═══ DATA FOR THIS TASK ═══
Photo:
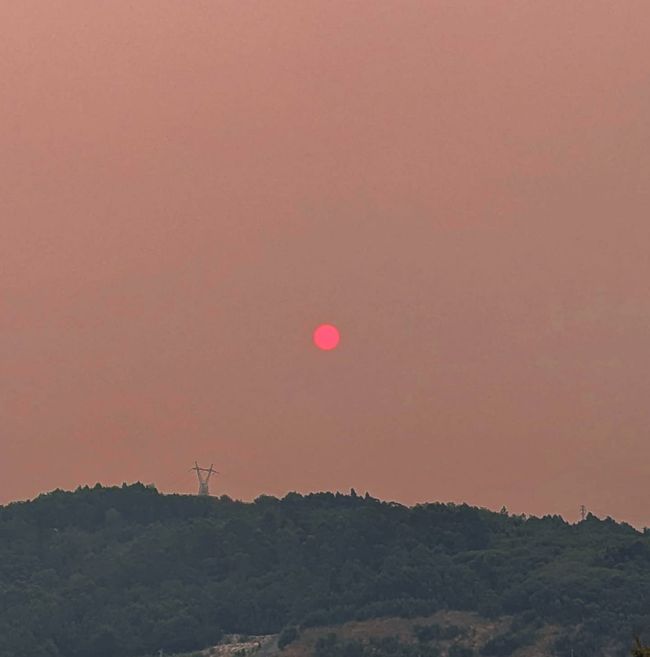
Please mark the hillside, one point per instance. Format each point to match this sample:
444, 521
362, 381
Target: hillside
124, 572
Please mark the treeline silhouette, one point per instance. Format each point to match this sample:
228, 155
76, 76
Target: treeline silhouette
122, 572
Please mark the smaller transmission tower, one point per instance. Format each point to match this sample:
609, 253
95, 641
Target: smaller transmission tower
203, 475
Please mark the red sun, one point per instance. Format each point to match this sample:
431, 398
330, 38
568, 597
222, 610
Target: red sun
326, 337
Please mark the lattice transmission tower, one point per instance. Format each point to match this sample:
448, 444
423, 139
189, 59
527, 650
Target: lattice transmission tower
203, 475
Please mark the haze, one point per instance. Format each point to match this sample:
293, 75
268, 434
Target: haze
187, 189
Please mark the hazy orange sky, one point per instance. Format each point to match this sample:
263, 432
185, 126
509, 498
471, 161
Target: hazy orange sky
188, 188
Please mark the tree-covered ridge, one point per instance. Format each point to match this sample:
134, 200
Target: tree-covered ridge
119, 572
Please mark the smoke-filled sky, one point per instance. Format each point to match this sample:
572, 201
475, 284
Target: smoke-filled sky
187, 189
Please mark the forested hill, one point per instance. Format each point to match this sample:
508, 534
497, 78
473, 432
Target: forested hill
121, 572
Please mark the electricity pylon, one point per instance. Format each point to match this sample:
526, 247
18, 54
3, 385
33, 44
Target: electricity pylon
203, 475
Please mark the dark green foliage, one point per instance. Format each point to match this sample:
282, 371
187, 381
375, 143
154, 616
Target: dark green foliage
123, 572
332, 646
505, 644
288, 635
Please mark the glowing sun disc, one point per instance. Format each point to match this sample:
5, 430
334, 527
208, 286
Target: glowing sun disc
326, 337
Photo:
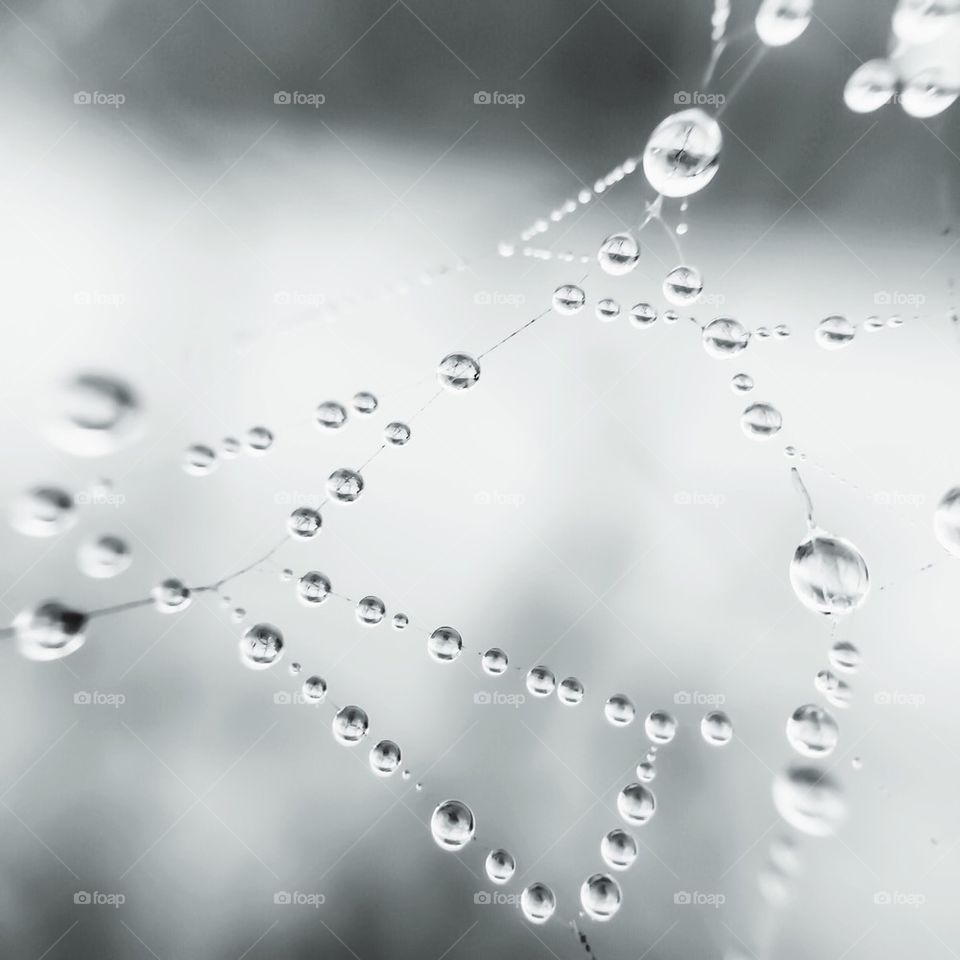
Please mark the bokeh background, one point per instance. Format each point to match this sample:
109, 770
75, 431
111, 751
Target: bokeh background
592, 505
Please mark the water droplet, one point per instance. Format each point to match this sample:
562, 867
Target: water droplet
541, 681
331, 415
261, 646
538, 903
716, 728
494, 662
384, 758
350, 725
396, 433
259, 440
779, 22
725, 337
100, 414
812, 732
683, 153
314, 689
500, 866
828, 574
760, 421
570, 691
618, 849
660, 727
199, 460
49, 631
370, 611
313, 588
171, 596
870, 86
304, 523
452, 825
809, 800
618, 254
345, 485
457, 371
642, 315
619, 710
568, 299
444, 644
636, 803
106, 556
682, 285
607, 310
43, 512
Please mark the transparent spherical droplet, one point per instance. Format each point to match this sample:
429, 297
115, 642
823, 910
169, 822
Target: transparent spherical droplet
261, 646
716, 728
444, 644
618, 254
844, 656
812, 732
927, 93
682, 285
834, 333
345, 485
43, 512
99, 414
725, 337
258, 440
642, 315
313, 588
370, 611
660, 727
809, 800
396, 433
171, 596
500, 866
364, 403
104, 557
457, 371
829, 574
646, 771
540, 681
331, 415
350, 725
760, 421
779, 22
619, 710
538, 903
870, 86
636, 803
607, 310
600, 897
199, 460
452, 825
304, 523
568, 299
494, 662
385, 758
49, 631
570, 691
618, 849
683, 153
314, 689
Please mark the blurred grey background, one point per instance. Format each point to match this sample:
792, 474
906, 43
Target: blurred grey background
228, 255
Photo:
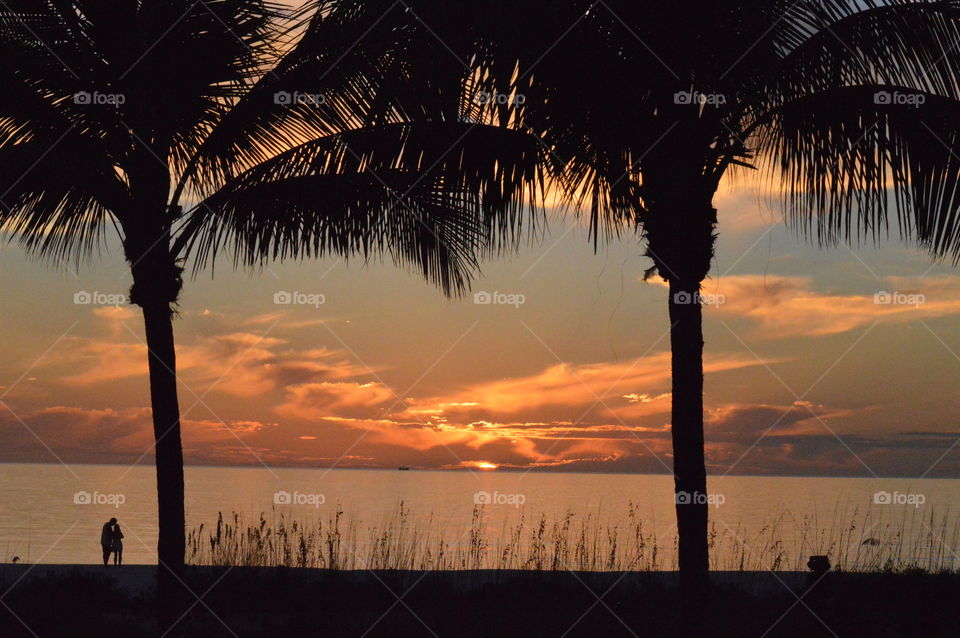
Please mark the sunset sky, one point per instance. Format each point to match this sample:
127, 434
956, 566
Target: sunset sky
805, 373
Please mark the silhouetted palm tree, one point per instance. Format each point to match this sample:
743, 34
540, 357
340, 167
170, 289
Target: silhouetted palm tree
852, 104
234, 124
645, 106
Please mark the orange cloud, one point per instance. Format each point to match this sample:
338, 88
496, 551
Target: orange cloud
789, 307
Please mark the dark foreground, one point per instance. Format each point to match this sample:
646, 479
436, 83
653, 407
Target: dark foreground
69, 601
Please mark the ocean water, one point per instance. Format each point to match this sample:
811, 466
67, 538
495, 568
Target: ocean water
51, 514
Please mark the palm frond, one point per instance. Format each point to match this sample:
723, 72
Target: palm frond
431, 195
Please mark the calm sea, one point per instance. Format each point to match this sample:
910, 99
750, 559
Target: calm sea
51, 514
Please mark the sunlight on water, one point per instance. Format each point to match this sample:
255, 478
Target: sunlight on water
48, 515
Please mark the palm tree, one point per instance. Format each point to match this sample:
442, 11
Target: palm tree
═══
**WORK REQUEST:** The entries are to be transcribed word for word, without their images.

**RESPONSE TO THIS EXERCISE:**
Photo:
Please mark the hillside, one point per instance. Format each point to match this sample:
444, 521
362, 381
Target: hillside
124, 572
Please mark the treeline silhouette, one point per instance. Format each point to match this sample:
228, 155
76, 76
Target: treeline silhouette
122, 572
Please mark the smaller transmission tower, one point per instance. Format each point to match this sample:
609, 253
95, 641
Target: smaller transmission tower
203, 475
Please mark the red sun, one point per instance. Format each point to match this sample:
431, 398
330, 38
568, 597
222, 610
Target: red sun
326, 337
Please mark the lattice transmission tower, one point per instance. Format each point to match this sample:
448, 444
423, 139
189, 59
527, 650
Target: lattice transmission tower
203, 475
Please mark the haze, one point per instance. Format each point to match this sample:
293, 75
268, 434
Target: haze
187, 189
Please mark the hazy orange sky, one point per instance. Format each point to match this sample:
263, 432
185, 126
509, 498
471, 161
Target: hazy orange sky
188, 188
Please mark the tree-covered ridge, one point per instance. Format each point to match this sample:
134, 200
Target: tree-covered ridge
119, 572
Please mark the smoke-filled sky, one point per instance. Format each point to match this sample:
572, 201
475, 284
Target: smoke-filled sky
187, 189
Please mark the forested hill, one point per instance. Format each point to match this sample:
508, 534
497, 78
473, 432
Target: forested hill
121, 572
Please mark the electricity pylon, one point per instance. Format each point to match this sample:
526, 247
18, 54
3, 385
33, 44
Target: electricity pylon
203, 475
Please mark the dark green foliage, one point per instance. Format each point to match this sample:
282, 371
187, 381
375, 143
154, 616
Target: dark green foliage
123, 572
332, 646
505, 644
288, 635
Please mark the glowing sun disc, one point per instance. Format each point to match this sample:
5, 430
334, 527
208, 286
Target: glowing sun disc
326, 337
Photo:
Please mark the bokeh background, one point per instance. Format each point to match this sample:
109, 770
75, 431
111, 751
Target: bokeh background
592, 505
Please mark the water droplet, one point per instance. Format each point to match this sample:
562, 867
Target: water droplet
541, 681
331, 415
261, 646
538, 903
716, 728
494, 662
384, 758
350, 725
396, 433
259, 440
779, 22
725, 337
100, 414
812, 732
683, 153
314, 689
500, 866
828, 574
760, 421
570, 691
618, 849
660, 727
199, 460
49, 631
370, 611
313, 588
171, 596
870, 86
304, 523
452, 825
809, 800
618, 254
345, 485
457, 371
642, 315
619, 710
568, 299
444, 644
636, 803
106, 556
682, 285
607, 310
43, 512
Please mark the transparent spherical droplet, one point per instance. Format each point to match this sample:
429, 297
115, 642
823, 910
169, 822
Target: transparent spherical droplet
261, 646
716, 728
444, 644
618, 254
844, 656
812, 732
927, 93
682, 285
834, 333
345, 485
43, 512
99, 414
725, 337
258, 440
642, 315
313, 588
370, 611
660, 727
809, 800
396, 433
171, 596
500, 866
364, 403
104, 557
457, 371
829, 574
646, 771
540, 681
331, 415
350, 725
760, 421
779, 22
619, 710
538, 903
870, 86
636, 803
607, 310
600, 897
199, 460
452, 825
304, 523
568, 299
494, 662
385, 758
49, 631
570, 691
618, 849
683, 153
314, 689
Please mark the blurred grey background, one point per instance. Format each point to match this sample:
792, 474
906, 43
Target: blurred grey background
228, 255
Photo:
Please mark the sunset sky, one point per instance. Format each point to match this sample:
127, 434
956, 566
Target: sunset sky
805, 373
Please mark the silhouetted palm tree, one point per instance. Format each point to match this sample:
743, 34
540, 357
340, 167
170, 289
Target: silhouetted palm tree
852, 104
234, 124
645, 106
Please mark the orange cloud, one point per instance. Format each point to match this sample:
338, 88
496, 551
Target: orange cloud
789, 307
Please mark the dark foreground, one point per instance. Format each point to match this sample:
646, 479
436, 83
653, 407
Target: dark foreground
69, 601
Please mark the ocean water, one point per instance. Format each point to match this sample:
811, 466
67, 538
495, 568
Target: ocean water
51, 514
Please mark the palm frond, one point per instance. Format each point to match this sample:
723, 72
Target: palm frond
431, 195
Please mark the calm sea, one point per instance. Format each point to match this sample:
910, 99
750, 559
Target: calm sea
51, 514
Please mark the sunlight on water, one point per instance. Format each point to match this sample:
255, 478
Target: sunlight on water
48, 515
Please mark the palm tree, one point per instance. Format each point to match this sample:
442, 11
Target: palm tree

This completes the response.